* [Task details]: Pull every line with "exact" from the entries below.

--- Information supplied ---

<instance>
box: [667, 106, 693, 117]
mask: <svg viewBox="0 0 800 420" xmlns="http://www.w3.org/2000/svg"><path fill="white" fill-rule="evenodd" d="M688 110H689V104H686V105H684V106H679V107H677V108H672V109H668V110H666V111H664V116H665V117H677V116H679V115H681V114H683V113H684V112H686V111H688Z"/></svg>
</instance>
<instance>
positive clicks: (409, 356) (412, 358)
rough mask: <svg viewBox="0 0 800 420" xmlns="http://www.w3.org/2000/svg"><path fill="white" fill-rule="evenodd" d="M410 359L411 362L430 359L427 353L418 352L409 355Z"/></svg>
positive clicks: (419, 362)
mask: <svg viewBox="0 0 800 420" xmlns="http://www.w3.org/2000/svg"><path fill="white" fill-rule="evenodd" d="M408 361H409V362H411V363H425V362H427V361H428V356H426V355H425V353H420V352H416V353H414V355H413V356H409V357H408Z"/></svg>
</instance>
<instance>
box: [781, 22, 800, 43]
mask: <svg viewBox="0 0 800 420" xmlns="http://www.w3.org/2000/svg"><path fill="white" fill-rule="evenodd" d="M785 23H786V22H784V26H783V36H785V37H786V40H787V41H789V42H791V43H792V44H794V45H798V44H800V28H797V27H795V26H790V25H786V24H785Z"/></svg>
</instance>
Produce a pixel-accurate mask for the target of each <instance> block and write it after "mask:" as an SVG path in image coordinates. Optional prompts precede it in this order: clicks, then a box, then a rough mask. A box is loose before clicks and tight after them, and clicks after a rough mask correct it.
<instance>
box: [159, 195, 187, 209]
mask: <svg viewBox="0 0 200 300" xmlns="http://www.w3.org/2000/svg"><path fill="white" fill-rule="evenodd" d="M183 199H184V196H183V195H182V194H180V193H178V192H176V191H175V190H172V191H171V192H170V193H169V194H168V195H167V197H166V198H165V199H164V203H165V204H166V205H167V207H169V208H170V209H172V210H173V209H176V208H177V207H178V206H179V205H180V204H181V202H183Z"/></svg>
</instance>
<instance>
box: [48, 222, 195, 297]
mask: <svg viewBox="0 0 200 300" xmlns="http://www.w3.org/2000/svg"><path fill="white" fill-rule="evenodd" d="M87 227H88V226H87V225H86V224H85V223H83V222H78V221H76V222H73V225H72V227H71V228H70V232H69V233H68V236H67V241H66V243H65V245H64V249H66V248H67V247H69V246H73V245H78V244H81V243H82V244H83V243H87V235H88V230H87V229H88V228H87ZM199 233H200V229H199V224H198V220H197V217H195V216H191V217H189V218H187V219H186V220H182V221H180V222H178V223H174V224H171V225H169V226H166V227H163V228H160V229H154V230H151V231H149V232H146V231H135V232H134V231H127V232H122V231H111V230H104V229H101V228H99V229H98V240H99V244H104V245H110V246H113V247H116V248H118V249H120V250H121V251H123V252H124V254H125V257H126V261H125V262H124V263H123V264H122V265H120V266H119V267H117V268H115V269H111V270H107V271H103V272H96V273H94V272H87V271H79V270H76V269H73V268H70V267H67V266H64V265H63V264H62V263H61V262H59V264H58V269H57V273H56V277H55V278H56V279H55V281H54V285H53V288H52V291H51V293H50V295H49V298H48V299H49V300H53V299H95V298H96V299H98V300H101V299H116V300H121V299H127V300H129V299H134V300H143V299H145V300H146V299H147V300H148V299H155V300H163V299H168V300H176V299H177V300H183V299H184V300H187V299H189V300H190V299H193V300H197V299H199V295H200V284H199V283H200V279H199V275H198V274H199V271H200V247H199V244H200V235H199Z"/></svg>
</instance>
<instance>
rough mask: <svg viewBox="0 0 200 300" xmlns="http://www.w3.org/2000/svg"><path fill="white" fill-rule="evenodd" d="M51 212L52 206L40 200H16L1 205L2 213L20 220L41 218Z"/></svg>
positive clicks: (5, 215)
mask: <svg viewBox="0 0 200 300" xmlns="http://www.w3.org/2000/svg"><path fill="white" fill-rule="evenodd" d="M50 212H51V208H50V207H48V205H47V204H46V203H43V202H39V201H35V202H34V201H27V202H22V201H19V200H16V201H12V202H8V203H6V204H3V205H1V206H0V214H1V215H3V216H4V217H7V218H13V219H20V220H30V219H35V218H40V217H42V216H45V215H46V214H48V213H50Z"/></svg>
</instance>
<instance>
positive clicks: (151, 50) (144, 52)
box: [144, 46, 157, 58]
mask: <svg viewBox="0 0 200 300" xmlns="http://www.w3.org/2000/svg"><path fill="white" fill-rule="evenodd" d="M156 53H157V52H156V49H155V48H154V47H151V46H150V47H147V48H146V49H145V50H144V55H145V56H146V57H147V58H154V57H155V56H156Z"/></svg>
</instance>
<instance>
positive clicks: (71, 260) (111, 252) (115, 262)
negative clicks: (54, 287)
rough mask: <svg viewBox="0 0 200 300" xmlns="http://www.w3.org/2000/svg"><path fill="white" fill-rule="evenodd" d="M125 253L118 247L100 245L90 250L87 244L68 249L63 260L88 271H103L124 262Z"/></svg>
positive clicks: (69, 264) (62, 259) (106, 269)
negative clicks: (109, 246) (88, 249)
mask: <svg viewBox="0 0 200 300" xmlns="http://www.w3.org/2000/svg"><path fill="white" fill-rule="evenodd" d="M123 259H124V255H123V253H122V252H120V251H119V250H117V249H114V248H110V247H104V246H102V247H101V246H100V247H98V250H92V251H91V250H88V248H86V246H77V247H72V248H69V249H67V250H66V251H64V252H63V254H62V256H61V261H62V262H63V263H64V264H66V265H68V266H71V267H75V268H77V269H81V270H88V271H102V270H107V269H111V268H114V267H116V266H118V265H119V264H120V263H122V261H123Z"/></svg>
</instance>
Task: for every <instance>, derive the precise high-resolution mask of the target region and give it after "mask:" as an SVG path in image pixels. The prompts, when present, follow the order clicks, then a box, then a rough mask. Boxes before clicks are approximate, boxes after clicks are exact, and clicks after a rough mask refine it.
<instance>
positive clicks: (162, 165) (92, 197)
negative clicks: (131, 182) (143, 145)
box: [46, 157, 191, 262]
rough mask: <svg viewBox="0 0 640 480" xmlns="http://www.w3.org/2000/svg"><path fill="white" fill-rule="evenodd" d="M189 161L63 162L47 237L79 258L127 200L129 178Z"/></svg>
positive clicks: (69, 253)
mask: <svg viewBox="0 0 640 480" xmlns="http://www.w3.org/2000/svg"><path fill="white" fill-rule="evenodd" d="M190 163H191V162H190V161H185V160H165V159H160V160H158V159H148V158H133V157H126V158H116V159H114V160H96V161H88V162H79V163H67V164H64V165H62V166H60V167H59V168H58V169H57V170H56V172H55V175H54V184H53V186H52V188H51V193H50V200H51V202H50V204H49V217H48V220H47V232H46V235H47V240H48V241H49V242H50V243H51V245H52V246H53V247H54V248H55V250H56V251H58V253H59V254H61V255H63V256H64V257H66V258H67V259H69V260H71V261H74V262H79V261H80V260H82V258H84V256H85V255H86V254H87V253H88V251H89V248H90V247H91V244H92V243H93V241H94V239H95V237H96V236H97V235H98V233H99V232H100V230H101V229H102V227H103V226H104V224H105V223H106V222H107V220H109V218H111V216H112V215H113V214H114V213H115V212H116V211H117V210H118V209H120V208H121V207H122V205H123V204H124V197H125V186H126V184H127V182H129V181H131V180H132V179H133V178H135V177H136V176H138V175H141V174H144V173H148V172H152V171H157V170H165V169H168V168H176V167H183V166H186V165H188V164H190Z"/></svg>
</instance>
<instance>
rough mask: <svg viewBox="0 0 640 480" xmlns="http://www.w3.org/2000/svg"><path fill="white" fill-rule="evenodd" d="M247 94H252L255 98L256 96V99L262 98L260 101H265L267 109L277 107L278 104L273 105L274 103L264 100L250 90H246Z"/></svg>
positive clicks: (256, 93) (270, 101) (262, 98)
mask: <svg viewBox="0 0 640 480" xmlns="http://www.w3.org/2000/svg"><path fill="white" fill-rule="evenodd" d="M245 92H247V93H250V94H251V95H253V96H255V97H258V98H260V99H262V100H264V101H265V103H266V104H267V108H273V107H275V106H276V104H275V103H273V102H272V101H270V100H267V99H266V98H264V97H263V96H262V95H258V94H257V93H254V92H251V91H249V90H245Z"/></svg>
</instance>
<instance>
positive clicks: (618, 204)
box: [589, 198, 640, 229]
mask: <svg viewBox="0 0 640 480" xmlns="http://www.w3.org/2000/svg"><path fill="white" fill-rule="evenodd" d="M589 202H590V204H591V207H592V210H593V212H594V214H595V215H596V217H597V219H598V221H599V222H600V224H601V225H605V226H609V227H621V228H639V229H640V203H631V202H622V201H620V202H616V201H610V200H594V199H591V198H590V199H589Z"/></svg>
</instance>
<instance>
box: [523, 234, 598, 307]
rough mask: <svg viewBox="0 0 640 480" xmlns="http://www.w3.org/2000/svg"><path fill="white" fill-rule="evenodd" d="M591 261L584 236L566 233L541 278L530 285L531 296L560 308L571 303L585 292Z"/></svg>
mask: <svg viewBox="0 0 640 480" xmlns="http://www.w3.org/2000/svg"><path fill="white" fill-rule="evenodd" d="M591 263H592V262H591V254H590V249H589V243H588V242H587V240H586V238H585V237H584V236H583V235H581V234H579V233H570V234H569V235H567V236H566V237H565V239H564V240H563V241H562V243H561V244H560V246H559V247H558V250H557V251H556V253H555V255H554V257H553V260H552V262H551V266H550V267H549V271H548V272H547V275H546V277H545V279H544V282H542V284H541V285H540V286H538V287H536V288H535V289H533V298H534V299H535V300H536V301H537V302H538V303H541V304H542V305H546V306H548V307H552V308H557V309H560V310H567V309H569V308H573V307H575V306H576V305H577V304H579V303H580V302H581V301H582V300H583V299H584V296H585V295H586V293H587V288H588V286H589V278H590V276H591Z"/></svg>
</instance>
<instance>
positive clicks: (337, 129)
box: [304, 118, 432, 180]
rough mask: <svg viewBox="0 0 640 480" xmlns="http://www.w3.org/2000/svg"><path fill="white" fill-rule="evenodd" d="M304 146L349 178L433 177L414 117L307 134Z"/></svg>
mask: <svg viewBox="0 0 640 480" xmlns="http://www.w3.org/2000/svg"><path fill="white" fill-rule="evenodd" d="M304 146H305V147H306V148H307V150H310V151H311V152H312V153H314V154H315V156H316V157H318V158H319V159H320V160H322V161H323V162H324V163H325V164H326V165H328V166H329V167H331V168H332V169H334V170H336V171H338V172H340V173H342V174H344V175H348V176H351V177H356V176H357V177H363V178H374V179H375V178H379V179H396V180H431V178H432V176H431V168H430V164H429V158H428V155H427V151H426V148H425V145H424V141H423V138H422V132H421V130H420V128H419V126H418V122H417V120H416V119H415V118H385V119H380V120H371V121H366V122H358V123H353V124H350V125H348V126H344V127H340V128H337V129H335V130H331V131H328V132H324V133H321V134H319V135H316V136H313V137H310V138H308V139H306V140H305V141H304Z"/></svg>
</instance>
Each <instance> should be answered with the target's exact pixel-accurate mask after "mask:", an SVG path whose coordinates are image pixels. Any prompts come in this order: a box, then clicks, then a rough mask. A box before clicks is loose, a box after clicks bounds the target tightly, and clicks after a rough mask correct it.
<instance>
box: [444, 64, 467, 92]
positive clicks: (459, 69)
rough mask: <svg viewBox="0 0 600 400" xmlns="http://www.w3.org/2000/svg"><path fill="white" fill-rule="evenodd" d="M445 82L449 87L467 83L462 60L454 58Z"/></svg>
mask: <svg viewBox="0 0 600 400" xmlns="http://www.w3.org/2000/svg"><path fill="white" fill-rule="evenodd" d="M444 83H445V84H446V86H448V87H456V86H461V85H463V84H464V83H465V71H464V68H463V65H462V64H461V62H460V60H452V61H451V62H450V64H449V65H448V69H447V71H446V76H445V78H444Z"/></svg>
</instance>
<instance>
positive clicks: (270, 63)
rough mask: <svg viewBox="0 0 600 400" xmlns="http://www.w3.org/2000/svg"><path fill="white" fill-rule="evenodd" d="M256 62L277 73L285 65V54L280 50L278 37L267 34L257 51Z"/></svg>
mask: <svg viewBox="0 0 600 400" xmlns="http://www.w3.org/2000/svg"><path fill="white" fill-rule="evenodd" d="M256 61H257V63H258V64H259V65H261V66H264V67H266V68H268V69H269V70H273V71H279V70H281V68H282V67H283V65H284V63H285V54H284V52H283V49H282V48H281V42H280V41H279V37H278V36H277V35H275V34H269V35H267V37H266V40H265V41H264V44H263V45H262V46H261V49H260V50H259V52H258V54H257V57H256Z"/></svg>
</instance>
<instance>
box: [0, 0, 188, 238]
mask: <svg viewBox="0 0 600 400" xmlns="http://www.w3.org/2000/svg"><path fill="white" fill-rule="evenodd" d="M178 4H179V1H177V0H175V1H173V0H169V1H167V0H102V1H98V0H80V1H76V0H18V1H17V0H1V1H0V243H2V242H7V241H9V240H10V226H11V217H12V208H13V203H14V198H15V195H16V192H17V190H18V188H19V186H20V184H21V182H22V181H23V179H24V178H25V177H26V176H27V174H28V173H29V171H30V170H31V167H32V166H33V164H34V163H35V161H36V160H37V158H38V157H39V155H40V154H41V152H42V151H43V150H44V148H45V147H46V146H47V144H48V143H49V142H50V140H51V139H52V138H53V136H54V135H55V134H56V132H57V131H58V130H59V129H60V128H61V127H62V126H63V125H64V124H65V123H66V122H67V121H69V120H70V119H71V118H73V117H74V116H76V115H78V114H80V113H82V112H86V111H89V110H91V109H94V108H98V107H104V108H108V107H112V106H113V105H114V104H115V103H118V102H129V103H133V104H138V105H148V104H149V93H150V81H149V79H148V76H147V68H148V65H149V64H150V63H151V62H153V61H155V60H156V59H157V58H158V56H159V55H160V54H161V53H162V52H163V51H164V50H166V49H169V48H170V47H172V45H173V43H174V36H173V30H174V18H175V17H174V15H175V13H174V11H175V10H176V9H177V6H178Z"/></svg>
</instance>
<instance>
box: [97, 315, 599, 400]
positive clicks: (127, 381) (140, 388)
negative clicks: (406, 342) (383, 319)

---

* [Result of this task]:
Task: for every <instance>, derive the precise high-resolution mask of the target region and give it after "mask:" as an SVG path in image pixels. The prompts, when present, follow the order clicks, then a box, then a rough mask. Boxes before clicks are approximate, boxes after clicks are exact, and clicks after a rough mask refine it.
Each <instance> should be answered with the target's exact pixel-accurate mask after "mask:", an SVG path whose coordinates are image pixels. Any prompts come in this order: a box, then clicks, then a rough mask. A box before clicks is loose, a box after clicks bounds the target tightly, and clicks after a rough mask correct it.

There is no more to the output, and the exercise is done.